## SELECTED TEXT
□ □ □ □
Posted: Jun 19, 2010 3:03 pm
by Darwinsbulldog
@susu.exp

??? What does that have to do with punctuated equilibrium? There are some point you raise that have answers: Diversity rather than abundance is the criterion for extinction and recovery. There are some species that become very abundant in mass extinctions - disaster taxa - so abundance is no criterion. Regional vs. global: Global, if we´re looking at mass extinctions.


I realize that mass extinctions, by definition, global. However, it seems that some palaeontologists in the past have talked about a "reef gap", where in fact there existed extensive reefs in some areas, and not in others(1). For sure, the diversity of surviving taxa is measure of recovery, but if and only if the population numbers are sustainable in each species. As I said before, some groups made it though a bad extinction, and petered out soon after. A thousand Koalas without Eucalyptus leaves are dead Koalas. A thousand Koalas of post-reproductive age means the species is doomed to extinction. Exaggerated small numbers in my example, but you get my point.

And if they are in low numbers, then the fossil record might not record them. So, the record may look like a PE event, in that they might look extinct locally, or another population may re-invade the extinct populations area from some refuge.

Gould co-authored the MBL papers which introduced some of the most important mathematical models of morphological evolution in deep time. There´s also a longish section on regulatory networks in his structure. But then again Gould was a paleontologist, not a geneticist and thus not focussed on them.

A citation please? I did not see much in Gould's "Structure of Evolutionary Theory"

I don´t think they will.
□ □ □ □
## DATASET RECORDS
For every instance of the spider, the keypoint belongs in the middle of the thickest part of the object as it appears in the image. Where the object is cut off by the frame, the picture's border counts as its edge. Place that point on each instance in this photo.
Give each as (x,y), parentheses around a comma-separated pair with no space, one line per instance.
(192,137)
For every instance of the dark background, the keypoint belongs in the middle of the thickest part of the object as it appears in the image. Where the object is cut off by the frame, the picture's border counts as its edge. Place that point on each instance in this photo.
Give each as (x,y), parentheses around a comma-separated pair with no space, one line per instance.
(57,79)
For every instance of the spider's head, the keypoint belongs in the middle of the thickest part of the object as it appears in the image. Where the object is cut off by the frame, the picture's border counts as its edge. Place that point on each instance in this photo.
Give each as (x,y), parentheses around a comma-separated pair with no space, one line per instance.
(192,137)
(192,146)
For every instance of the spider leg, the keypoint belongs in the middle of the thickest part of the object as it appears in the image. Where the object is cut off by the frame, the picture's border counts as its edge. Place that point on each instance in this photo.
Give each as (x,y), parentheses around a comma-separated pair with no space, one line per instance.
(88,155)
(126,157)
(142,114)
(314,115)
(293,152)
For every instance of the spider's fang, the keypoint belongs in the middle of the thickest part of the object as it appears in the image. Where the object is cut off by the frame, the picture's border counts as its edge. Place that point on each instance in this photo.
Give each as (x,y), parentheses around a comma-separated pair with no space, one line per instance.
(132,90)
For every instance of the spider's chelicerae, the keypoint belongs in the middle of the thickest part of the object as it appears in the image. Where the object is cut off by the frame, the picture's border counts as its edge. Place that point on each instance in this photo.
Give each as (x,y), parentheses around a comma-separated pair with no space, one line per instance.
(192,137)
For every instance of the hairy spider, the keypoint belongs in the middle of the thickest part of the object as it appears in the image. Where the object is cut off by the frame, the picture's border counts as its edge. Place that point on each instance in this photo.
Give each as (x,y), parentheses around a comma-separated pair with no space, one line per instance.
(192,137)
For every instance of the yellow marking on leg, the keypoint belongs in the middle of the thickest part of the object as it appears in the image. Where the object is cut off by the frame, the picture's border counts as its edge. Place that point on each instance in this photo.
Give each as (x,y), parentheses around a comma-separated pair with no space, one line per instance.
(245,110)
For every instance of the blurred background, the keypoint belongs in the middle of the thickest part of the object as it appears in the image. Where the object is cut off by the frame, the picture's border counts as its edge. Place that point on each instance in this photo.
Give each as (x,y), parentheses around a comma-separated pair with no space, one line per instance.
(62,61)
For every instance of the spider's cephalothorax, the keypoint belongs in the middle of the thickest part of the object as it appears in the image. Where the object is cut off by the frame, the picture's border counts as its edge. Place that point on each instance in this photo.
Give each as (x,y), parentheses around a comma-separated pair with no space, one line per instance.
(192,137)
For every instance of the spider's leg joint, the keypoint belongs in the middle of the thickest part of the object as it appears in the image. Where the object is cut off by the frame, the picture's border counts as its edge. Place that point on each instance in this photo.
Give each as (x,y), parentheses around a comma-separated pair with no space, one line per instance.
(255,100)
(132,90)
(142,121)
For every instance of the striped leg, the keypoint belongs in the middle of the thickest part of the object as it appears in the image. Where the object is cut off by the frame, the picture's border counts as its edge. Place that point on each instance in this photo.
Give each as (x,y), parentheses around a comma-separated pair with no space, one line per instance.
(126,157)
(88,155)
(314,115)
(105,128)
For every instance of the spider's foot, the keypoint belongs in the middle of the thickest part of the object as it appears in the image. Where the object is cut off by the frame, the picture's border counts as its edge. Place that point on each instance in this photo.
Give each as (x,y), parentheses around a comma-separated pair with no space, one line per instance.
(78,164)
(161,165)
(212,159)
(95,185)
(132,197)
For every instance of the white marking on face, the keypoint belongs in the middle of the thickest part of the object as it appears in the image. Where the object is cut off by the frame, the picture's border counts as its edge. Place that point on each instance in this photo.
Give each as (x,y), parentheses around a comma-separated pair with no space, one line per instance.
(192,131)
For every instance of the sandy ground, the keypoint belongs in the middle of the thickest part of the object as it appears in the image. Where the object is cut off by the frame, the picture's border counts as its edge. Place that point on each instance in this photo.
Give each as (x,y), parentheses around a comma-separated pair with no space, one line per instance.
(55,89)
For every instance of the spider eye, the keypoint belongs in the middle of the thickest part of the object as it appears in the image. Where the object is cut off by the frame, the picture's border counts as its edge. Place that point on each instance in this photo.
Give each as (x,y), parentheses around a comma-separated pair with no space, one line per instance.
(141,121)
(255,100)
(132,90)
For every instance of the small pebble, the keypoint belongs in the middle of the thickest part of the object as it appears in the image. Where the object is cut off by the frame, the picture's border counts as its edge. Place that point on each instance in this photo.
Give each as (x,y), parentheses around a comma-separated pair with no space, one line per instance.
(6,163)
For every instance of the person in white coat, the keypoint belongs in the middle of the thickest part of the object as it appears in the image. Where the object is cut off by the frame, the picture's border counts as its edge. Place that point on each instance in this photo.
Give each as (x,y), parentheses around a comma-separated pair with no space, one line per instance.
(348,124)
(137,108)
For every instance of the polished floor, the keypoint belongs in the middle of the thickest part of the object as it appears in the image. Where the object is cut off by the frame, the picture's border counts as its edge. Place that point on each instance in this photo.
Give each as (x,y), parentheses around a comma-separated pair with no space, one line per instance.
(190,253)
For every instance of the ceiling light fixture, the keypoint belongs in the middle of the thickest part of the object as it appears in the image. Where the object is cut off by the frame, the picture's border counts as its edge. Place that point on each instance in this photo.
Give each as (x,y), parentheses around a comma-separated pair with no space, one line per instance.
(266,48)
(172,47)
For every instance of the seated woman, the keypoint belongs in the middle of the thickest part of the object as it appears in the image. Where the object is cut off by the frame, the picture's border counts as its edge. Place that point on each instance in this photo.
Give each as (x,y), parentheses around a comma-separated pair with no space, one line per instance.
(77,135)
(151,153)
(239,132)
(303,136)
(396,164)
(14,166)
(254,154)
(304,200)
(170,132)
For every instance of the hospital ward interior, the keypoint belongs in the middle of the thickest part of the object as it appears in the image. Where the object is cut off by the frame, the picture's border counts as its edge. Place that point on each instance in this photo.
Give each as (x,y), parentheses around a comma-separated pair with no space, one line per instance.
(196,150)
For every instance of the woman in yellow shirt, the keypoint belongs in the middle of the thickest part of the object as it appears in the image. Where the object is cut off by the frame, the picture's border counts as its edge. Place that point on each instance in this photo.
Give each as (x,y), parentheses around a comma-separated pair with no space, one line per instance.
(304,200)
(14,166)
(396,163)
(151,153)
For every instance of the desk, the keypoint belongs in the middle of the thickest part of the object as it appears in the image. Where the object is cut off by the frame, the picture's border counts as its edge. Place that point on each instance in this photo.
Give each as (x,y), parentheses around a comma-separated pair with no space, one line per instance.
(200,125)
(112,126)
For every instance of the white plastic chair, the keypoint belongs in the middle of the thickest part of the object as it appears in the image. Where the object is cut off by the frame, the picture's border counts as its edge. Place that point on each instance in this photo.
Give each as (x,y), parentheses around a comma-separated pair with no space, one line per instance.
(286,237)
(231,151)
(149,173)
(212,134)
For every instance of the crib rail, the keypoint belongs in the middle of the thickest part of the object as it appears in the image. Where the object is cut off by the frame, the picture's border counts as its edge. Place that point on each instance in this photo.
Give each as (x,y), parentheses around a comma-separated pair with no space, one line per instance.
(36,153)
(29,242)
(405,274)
□ □ □ □
## SET OF TASKS
A. Can you copy word for word the part of the forum post that begins at the words "Gould co-authored the" and stops after the words "think they will."?
B. Answer these questions from the forum post:
(i) What does the post give as the criterion for extinction and recovery instead of abundance?
(ii) What name does the post give to species that become very abundant in mass extinctions?
(iii) Which papers did Gould co-author, according to the post?

## EXPECTED RESPONSES
A.
Gould co-authored the MBL papers which introduced some of the most important mathematical models of morphological evolution in deep time. There´s also a longish section on regulatory networks in his structure. But then again Gould was a paleontologist, not a geneticist and thus not focussed on them.

A citation please? I did not see much in Gould's "Structure of Evolutionary Theory"

I don´t think they will.

B.
(i) Diversity
(ii) Disaster taxa
(iii) The MBL papers